Relatively few verbs of motion participate in the causative alternation. The difference between internally and externally caused verbs is also reflected in the general pattern of selectional restrictions on the cause argument of the two kinds of verbs. For instance, only a limited set of things qualify as the arguments of any specific verb of emission, so that only embers, lights, and certain substances glow, since only they have the necessary properties; similar restrictions hold of other verbs of emission. Unlike most internally caused verbs, most externally caused verbs do not impose restrictions on their external cause argument, taking agents, natural forces, and instruments as external cause.

It is in the nature of internally caused verbs that they are inherently monadic predicates. On the other hand, externally caused verbs are dyadic taking as arguments both the external cause and the passive participant in the eventuality. The proposed analysis of externally caused verbs predicts that there should be no externally caused verbs without a transitive variant. That is, all externally caused verbs have a causative, but not all of them have an intransitive use in which the external cause is unspecified (for example, The baker cut the bread, but *The bread cut).

▸ TASK TO COMPLETE
Answer these about the passage on internally and externally caused verbs above:
(a) Which things does the passage say glow?
(b) What three kinds of external cause do most externally caused verbs take?
(c) What kind of predicates are internally caused verbs by nature?

▸ ENTRIES PROVIDED
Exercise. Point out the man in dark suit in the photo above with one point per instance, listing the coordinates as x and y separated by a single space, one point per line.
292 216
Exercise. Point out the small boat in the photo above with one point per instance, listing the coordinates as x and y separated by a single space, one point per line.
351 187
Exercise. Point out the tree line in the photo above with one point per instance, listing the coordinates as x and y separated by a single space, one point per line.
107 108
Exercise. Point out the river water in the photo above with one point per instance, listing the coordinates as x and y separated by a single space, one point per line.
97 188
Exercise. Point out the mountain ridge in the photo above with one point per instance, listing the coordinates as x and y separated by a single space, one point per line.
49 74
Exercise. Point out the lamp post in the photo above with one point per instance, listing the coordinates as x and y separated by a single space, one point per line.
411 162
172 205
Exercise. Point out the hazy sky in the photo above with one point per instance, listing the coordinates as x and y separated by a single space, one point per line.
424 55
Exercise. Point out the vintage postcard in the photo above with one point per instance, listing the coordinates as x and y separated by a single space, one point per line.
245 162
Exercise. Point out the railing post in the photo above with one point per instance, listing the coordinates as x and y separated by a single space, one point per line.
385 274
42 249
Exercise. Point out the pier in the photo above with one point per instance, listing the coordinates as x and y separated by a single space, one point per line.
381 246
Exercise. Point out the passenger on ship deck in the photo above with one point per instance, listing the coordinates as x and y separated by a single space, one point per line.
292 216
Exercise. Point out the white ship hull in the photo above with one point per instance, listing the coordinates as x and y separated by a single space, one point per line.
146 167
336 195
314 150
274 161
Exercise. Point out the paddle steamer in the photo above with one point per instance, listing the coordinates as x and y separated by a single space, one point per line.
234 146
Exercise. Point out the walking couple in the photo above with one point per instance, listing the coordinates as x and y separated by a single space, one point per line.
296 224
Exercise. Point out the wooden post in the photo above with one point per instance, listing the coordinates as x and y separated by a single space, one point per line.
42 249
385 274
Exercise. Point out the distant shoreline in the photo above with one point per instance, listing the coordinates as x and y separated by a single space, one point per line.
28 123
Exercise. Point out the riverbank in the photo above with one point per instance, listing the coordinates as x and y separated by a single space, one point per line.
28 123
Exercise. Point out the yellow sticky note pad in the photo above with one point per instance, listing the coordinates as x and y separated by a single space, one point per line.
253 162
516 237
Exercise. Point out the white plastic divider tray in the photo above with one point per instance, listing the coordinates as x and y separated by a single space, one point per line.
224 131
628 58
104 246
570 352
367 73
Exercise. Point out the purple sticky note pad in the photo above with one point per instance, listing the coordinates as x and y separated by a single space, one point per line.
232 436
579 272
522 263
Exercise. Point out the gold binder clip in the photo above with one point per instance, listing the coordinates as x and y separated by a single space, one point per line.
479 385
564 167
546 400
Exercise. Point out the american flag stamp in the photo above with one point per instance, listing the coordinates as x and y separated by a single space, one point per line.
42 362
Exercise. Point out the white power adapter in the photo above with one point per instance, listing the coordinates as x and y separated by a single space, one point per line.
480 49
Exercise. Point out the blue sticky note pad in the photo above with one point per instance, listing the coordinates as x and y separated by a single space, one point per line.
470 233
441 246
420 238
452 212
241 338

▸ FINAL RESULT
(a) Embers, lights, and certain substances.
(b) Agents, natural forces, and instruments.
(c) Inherently monadic predicates.